━━━ Provided passage ━━━

Treacle (/'triːkəl/) is uncrystallised syrup made during the refining of sugar. The most common forms of treacle are golden syrup, a pale variety, and black treacle, a darker variety similar to molasses. Black treacle has a distinctively strong, slightly bitter flavour, and a richer colour than golden syrup. Golden syrup treacle is a common sweetener and condiment in British cuisine, found in such dishes as treacle tart and treacle sponge pudding.

==Etymology==
Historically, the Middle English term treacle was used by herbalists and apothecaries to describe a medicine (also called theriac or theriaca), composed of many ingredients, that was used as an antidote for poisons, snakebites, and various other ailments. Triacle comes from the Old French triacle, in turn from (unattested and reconstructed) Vulgar Latin *triacula, which comes from Latin theriaca, the latinisation of the Greek θηριακή (thēriakē), the feminine of θηριακός (thēriakos), 'concerning venomous beasts', which comes from θηρίον (thērion), 'wild animal, beast'.

━━━

Questions >>
**a.** Using the passage on treacle, mark each statement yes or no and quote the words from the passage that settle it. (i) Black treacle is lighter in color than golden syrup. (ii) Treacle sponge pudding is one dish in which golden syrup treacle is found. (iii) The Greek word θηρίον means 'wild animal, beast'.
**b.** Please extend the passage on treacle, picking up after its final sentence.
The material placed after the passage on treacle has no connection to it.

━━━ Exercise data ━━━

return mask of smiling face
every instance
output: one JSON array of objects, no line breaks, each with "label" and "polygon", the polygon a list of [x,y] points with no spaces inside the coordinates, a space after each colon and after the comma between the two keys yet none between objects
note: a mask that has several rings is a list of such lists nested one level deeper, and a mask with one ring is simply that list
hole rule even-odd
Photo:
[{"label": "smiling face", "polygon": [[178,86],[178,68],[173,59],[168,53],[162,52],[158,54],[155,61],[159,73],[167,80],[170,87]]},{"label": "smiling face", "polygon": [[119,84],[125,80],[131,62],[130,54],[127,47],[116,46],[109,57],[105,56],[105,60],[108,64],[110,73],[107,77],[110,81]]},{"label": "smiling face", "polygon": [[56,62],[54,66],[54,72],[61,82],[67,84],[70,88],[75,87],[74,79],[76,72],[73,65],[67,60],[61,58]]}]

━━━

Answer section >>
**a.**
(i) No: "Black treacle has a distinctively strong, slightly bitter flavour, and a richer colour than golden syrup."
(ii) Yes: "found in such dishes as treacle tart and treacle sponge pudding"
(iii) Yes: "θηρίον (thērion), 'wild animal, beast'"

**b.**
==Production==
Treacle is made from the syrup that remains after sugar is refined. Raw sugars are first treated in a process called affination. When dissolved, the resulting liquor contains the minimum of dissolved non-sugars to be removed by treatment with activated carbon or bone char. The dark-coloured washings are treated separately, without carbon or bone char. They are boiled to grain (i.e., until sugar crystals precipitate out) in a vacuum pan, forming a low-grade masse cuite (boiled mass) which is centrifuged, yielding a brown sugar and a liquid by-product—treacle.

Black treacle naturally contains relatively high levels of sulphite (>100 ppm, expressed in sulphur dioxide equivalent). These levels are deemed safe for the majority of the population. However, some allergic and respiratory reactions have been reported particularly amongst asthmatics, such that the United States Food and Drug Administration requires that levels over 10ppm, i.e. >10 mg/kg, be declared on the ingredients label.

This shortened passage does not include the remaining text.